*** TEXT PROVIDED

CMP EMBEDDED.COM

Login | Register     Welcome Guest   IPS  
HOME DESIGN PRODUCTS COLUMNS E-LEARNING CONFERENCES CODE FORUMS/BLOGS NEWSLETTERS CONTACT FEATURES RSS RSS

A DSP for Every Application

No one digital signal processor is right for every application. Knowing what to expect from digital signal processing is the first step in finding a chip that fits your needs.

by Don Morgan
View list of DSPs

When the digital signal processor (DSP) was first introduced in the early 1980s, it was considered a specialty processor for certain exotic, leading-edge applications. Since then, it has found its way into home computers, electric automobiles, motion controllers, music, video—the list is endless.

Its uses are so widespread because the DSPisn’t a specialty item; rather, it’s a mathematical facilitator. We find that by applying the mathematics of a subject—the same math we use to design and simulate a product or application—we can create a product that’s more compact and consistent, easier to maintain and change than one we cobble out of materials of the physical universe.

The DSP combines an arithmetic-specific instruction set with efficiency and speed. Any system that can be described as linear time invariant (LTI) can probably be approximated by the DSP and benefit from its facility. Of course, applications exist that are still beyond the throughput of the generic DSP chip, and there are solutions for these cases too. Currently, the speed and efficiency of the DSPs themselves are improving as DSPs become even more capable.

What is digital signal processing?
The concept of a signal is difficult to define. On an intuitive level, it may be as simple as a wiggle, or lack thereof in the physical universe. From an engineering viewpoint, a signal may be defined as a function of one or more variables that contain information about the behavior or nature of some phenomenon. A data sequence may be such a function. If we modify this sequence or respond to it in any way, we have performed signal processing. Digital signal processing occurs in the digital domain and enjoys the benefits and burdens of that environment.

There is no single definitive DSP environment. Digital signal processing can occur in microcontrollers, application-specific ICs with no intelligent controller, CISC CPUs, RISC CPUs, PLDs, FPGAs, and digital signal processors. Processing can take place in real-time, as with motion control, or be time-constrained, as with many audio/video applications, or completely off-line, as with rendering. The needs of the application determine the theater, and therefore, the devices used. It is for this reason that we have so many DSPs to choose from.

Mathematics is the primary tool used in signal processing and certainly in DSP. The capacitors, resistors, inductors, and active elements of previous technologies are replaced by the math used to design them. And, though signal processing can occur anywhere, it is performed most efficiently on a machine designed to perform mathematical operations.

What do we expect of the DSP?
The DSP isn’t designed to perform the same operations as the CPU in your computer. Its instruction set is tailored to those operations necessary for fast arithmetic processing. The operations it needs are entirely numeric—often array operations involving infinite matrices. The core of the processing is the multiply/accumulate, the heart of the dot product, the convolution, correlation, and the integral. These are the operations necessary to describe an LTI system—the focus of all engineering applications.

******

-- GIVEN REQUEST 1 --
In the DSP article, restate the paragraph beginning "There is no single definitive DSP environment" as a short bulleted list that keeps its main facts.
-- GIVEN REQUEST 2 --
Reproduce everything in the DSP article from "A DSP for Every" down to "fits your needs.".
The data that follows comes from a different source.

*** DATA SECTION

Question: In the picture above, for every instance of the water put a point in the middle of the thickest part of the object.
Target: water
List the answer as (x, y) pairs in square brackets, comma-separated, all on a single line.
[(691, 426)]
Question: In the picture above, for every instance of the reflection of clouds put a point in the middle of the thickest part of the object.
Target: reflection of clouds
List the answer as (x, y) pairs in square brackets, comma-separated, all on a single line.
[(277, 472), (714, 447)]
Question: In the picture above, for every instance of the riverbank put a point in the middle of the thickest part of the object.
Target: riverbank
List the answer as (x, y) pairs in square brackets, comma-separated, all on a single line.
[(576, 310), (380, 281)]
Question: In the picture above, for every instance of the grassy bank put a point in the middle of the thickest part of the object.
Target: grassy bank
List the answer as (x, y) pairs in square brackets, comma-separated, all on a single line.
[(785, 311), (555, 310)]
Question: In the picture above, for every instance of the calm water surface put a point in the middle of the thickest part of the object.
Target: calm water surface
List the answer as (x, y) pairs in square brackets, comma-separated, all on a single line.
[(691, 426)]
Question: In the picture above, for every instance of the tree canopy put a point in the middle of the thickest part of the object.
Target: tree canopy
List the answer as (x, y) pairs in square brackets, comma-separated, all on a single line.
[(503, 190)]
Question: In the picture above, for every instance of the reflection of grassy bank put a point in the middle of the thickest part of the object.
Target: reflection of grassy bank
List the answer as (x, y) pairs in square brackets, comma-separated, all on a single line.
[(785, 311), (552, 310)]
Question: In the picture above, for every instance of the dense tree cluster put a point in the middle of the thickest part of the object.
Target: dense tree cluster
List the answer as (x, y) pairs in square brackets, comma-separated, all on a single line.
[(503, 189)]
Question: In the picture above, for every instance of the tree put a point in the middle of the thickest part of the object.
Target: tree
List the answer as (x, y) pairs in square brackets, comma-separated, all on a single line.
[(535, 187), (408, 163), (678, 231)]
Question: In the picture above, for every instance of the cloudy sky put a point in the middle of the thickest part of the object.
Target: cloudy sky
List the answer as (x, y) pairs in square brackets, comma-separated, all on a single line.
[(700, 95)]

******

-- EXERCISE RESULT 1 --
- No single definitive DSP environment exists.
- Digital signal processing can occur in microcontrollers, application-specific ICs with no intelligent controller, CISC CPUs, RISC CPUs, PLDs, FPGAs, and digital signal processors.
- Processing can be real-time (motion control), time-constrained (many audio/video applications), or completely off-line (rendering).
- The application's needs determine the setting and the devices used, which is why there are so many DSPs to choose from.

-- EXERCISE RESULT 2 --
A DSP for Every Application

No one digital signal processor is right for every application. Knowing what to expect from digital signal processing is the first step in finding a chip that fits your needs.